#### SOURCE TEXT
Of course you recognize your own short comings, you have your fair share of stuff to deal with.  But their shortcomings and their stuff, it’s enough to make anyone crazy you think.

Most years of our young marriage I have spent picking up the magnifying glass and holding it up to my husband.  Assessing this flaws and scrutinizing his imperfections.  The mentality of ‘if he would ­­­­­____ then I would ____ ‘ had pervaded my thoughts.

We would have good weeks and months.  But then we would slip back into our vicious cycle, which we referred to as our ‘shit cycle.’  We would get back into our familiar rut of unhealthy interactions, medicating behaviors and disconnection.

We would try and try.  We would work on our marriage (which translated into, I tried to change him and he tried to change me).  Yet nothing ever seemed to change.

And so finally, in the past few months, after some strong urging, wise counseling and utter brokenness, we dug in to do our own work.

He’s been doing his.  I’ve been doing mine. 

I’m not so involved in his, giving unwarranted feedback and offering unwanted opinions.

Instead of being consumed by and involved in what he is or isn’t doing that will make our marriage better, I’ve put my head down to do my own work.

Rather than picking up the magnifying glass to scrutinize him, I’ve pick up the mirror to assess myself. 

And that act, holding up the mirror to myself instead of the magnifying glass to him is where the work has happened in our marriage.

The change in our marriage, the healthy patterns we have developed, the medication behaviors we have let go of and the connection we have experienced, that is all a result of us doing our individual work.  Not trying to work on one another.  Not by scrutinizing the other but by assessing ourselves.

It’s humbling and hard work.  It’s often counterintuitive and countercultural.

But the best way to change your husband is to start by holding the mirror up to yourself.
########
#### LISTED RECORDS
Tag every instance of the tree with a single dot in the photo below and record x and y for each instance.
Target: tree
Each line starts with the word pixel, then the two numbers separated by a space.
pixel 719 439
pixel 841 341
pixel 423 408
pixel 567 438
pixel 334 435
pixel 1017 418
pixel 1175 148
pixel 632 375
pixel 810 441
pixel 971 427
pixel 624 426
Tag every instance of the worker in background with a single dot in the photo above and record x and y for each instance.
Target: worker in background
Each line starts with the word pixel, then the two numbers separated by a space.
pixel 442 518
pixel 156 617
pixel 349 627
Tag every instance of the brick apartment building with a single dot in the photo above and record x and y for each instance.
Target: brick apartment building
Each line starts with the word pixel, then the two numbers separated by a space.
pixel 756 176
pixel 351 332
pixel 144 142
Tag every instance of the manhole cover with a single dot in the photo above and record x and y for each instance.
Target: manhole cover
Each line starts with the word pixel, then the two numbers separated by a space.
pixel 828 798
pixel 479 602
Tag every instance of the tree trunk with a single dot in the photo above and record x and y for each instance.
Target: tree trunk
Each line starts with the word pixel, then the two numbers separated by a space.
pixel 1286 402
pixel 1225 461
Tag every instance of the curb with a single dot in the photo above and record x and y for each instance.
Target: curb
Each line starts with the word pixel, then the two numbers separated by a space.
########
#### LISTED RECORDS
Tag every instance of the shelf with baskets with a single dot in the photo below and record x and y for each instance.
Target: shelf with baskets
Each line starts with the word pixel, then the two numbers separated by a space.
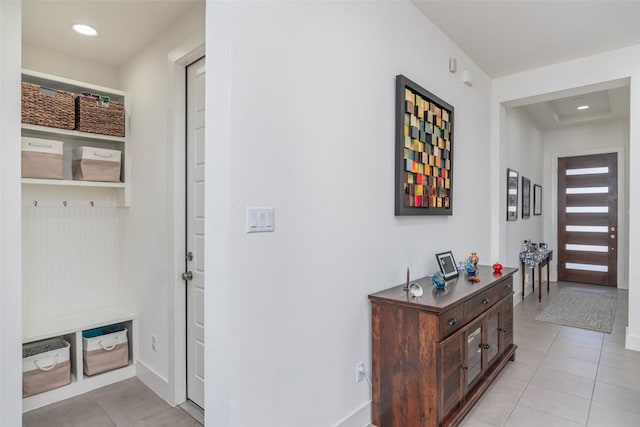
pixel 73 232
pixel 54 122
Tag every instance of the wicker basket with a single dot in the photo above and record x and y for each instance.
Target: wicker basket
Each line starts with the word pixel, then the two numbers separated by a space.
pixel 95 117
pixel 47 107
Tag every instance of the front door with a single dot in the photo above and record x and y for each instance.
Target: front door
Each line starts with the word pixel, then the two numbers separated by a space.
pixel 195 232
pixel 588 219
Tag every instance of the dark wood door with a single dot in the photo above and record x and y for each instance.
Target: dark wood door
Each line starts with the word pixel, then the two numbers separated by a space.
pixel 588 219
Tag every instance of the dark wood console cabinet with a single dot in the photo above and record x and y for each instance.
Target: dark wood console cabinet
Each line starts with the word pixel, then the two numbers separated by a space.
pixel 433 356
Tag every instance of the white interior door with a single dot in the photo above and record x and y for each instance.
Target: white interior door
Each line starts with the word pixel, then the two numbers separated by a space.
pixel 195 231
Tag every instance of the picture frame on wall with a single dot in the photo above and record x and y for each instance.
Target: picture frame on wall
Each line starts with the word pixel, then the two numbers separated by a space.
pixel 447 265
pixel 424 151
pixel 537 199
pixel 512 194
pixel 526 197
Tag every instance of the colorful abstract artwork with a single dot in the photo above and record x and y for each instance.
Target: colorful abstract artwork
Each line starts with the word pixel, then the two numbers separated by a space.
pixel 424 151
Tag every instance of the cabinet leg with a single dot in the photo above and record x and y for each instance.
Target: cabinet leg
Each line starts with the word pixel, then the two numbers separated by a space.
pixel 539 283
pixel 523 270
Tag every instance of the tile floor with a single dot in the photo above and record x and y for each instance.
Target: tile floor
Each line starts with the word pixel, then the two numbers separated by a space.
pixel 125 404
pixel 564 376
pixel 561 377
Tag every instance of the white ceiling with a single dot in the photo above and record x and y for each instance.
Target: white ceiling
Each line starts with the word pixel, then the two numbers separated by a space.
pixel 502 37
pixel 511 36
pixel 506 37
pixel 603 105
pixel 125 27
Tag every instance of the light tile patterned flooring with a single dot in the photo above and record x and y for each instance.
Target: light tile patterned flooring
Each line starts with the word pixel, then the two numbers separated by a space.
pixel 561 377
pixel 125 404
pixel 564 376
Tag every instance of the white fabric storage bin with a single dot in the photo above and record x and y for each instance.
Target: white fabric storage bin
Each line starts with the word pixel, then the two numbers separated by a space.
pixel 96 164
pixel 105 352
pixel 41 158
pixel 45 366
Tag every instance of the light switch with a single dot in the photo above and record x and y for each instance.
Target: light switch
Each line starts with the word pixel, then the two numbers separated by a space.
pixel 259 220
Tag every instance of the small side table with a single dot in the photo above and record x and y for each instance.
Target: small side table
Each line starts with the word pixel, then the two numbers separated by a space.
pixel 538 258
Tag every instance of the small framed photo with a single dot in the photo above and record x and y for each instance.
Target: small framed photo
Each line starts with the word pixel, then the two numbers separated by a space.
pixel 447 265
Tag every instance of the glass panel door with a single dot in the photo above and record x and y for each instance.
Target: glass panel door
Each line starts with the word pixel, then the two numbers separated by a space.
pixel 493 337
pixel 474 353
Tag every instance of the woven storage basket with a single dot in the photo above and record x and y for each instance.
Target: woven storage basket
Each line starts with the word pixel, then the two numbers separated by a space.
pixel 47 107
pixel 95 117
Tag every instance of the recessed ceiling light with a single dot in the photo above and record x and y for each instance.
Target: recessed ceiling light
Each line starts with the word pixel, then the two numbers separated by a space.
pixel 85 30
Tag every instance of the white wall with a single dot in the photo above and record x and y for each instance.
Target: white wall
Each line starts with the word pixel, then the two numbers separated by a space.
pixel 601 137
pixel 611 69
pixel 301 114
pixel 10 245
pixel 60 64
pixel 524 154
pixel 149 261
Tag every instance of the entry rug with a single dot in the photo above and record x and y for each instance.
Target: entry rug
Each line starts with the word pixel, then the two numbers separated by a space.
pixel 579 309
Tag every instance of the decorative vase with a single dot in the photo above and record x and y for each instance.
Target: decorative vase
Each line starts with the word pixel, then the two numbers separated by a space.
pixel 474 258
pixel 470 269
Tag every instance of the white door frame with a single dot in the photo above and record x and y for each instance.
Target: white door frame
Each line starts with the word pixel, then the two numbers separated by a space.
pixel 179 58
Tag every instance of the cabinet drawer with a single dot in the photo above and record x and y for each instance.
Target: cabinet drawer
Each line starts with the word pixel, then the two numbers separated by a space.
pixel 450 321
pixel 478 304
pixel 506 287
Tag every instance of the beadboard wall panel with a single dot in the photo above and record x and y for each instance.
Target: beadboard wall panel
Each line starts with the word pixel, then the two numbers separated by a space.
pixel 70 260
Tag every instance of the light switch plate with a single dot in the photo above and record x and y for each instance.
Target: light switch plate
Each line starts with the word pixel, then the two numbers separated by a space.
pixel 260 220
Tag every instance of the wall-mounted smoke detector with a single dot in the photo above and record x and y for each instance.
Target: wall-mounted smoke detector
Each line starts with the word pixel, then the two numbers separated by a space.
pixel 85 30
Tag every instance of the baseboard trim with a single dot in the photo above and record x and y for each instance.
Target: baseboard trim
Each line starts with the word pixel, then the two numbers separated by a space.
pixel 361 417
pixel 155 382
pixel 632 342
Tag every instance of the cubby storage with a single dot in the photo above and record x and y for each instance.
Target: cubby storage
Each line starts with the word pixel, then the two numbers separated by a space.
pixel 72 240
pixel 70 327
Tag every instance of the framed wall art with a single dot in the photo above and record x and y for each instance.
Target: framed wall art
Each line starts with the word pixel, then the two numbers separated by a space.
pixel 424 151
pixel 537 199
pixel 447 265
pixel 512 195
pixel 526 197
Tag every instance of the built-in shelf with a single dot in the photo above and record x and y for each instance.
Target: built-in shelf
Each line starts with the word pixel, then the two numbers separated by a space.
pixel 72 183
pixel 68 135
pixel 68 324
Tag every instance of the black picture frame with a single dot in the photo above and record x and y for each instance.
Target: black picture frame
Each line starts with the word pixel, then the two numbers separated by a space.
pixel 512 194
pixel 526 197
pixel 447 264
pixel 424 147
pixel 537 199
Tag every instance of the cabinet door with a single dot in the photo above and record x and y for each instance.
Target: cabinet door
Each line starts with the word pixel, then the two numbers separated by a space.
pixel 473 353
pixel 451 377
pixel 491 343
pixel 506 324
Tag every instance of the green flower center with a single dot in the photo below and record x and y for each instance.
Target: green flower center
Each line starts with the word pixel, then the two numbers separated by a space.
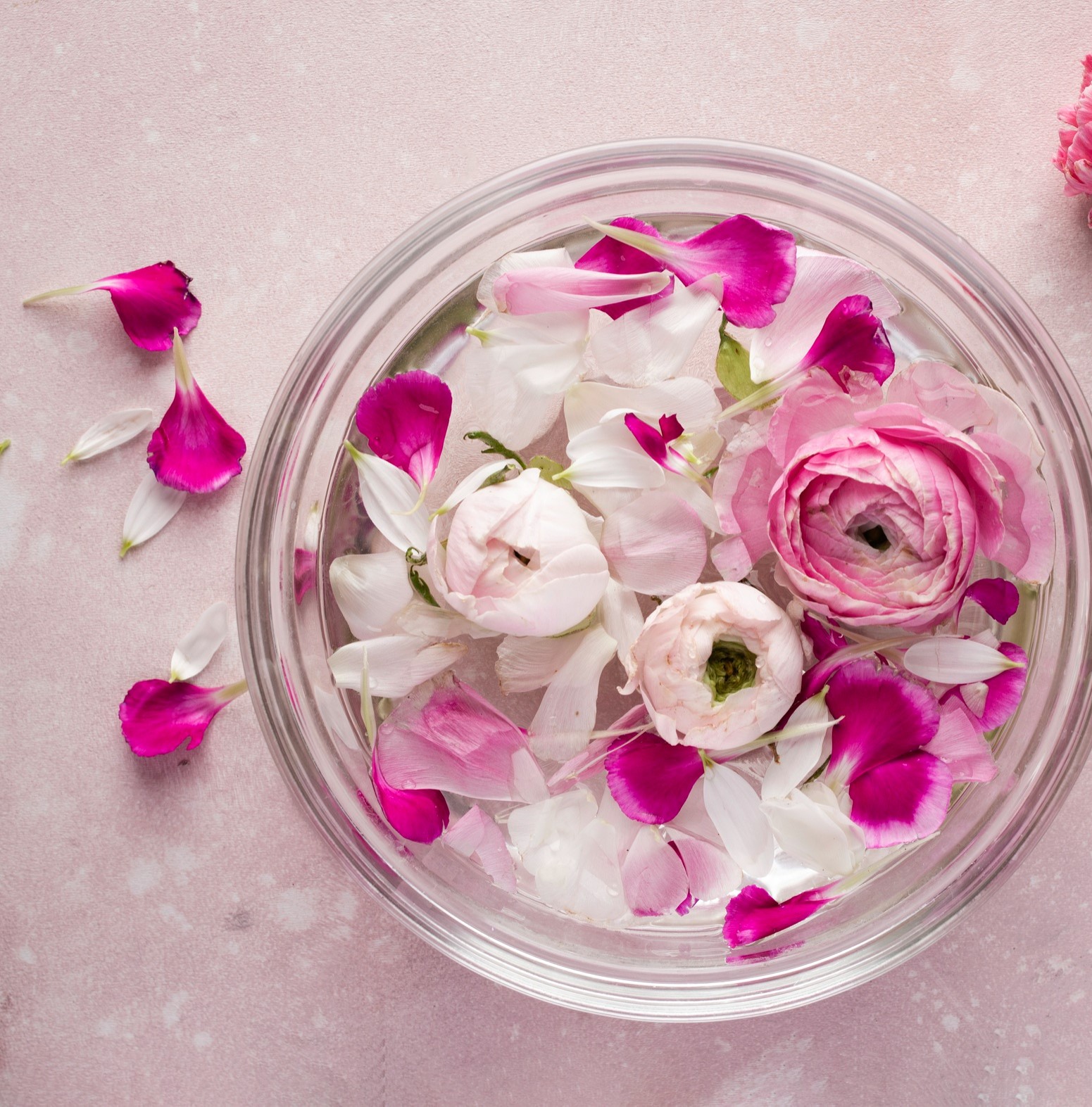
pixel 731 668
########
#### LISTED RECORDS
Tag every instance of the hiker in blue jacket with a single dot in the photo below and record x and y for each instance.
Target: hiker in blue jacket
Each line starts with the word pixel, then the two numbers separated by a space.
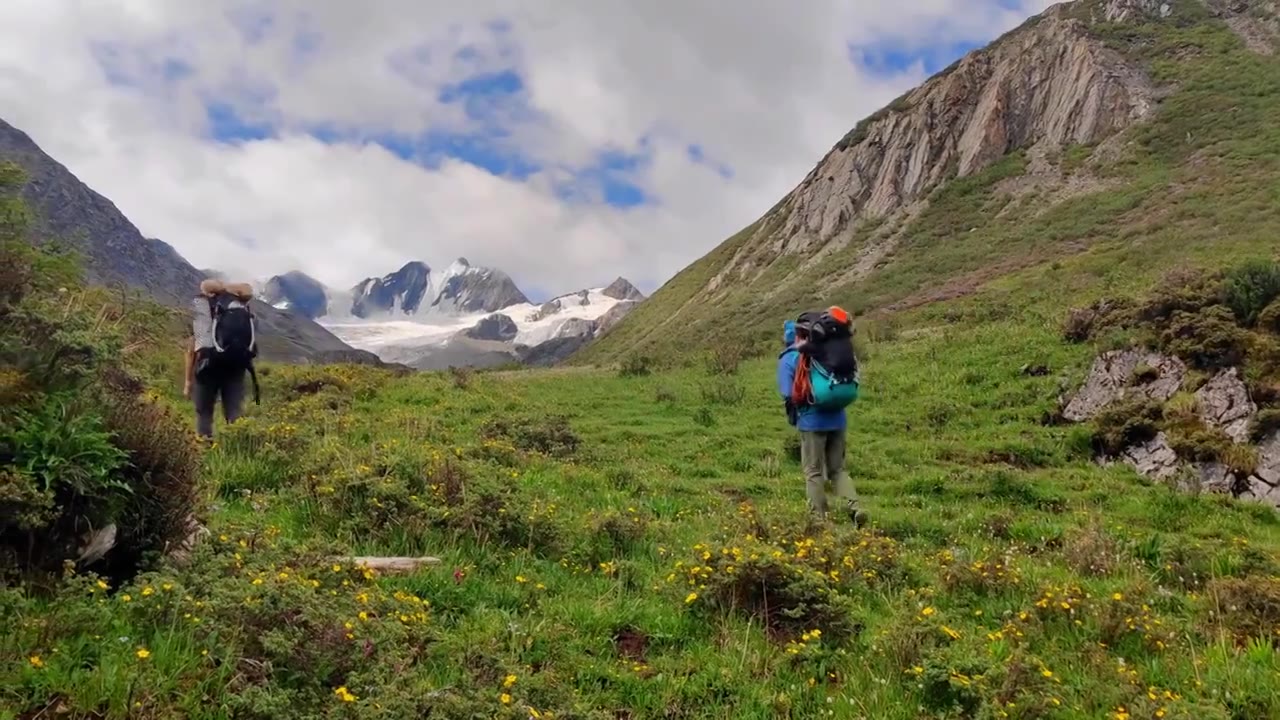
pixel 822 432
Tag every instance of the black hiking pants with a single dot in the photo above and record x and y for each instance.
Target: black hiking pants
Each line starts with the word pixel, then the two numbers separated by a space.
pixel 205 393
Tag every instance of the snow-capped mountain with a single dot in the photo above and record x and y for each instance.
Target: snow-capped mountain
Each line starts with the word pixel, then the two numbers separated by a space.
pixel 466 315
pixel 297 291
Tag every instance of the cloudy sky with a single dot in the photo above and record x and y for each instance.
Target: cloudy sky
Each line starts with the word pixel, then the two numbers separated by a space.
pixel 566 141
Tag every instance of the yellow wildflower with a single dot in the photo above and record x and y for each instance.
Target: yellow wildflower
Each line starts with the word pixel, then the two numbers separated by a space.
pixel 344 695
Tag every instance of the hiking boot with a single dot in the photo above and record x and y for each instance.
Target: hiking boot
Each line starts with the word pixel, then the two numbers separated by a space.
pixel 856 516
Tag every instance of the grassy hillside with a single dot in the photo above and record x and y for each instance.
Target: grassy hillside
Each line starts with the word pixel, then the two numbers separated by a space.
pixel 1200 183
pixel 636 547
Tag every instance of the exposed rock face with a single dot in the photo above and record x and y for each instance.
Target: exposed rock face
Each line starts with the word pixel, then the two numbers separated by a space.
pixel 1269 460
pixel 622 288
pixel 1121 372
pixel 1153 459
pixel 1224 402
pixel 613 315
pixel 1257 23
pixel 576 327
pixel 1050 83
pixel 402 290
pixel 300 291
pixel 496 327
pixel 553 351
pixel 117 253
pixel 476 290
########
EXERCISE REQUIREMENTS:
1 – Please answer these questions from the marriage essay:
(a) What tool does the writer say they held up to the husband in most years of the marriage?
(b) What three things came before the couple dug in to do their own work?
(c) Besides humbling and hard, what two words describe the work?
2 – Using the marriage essay, list everything named as part of the familiar rut the couple would slip back into.
The records were taken from a different source than the marriage essay.

ANSWERS PER TASK:
1 –
(a) A magnifying glass.
(b) Strong urging, wise counseling and utter brokenness.
(c) Counterintuitive and countercultural.

2 –
- Unhealthy interactions
- Medicating behaviors
- Disconnection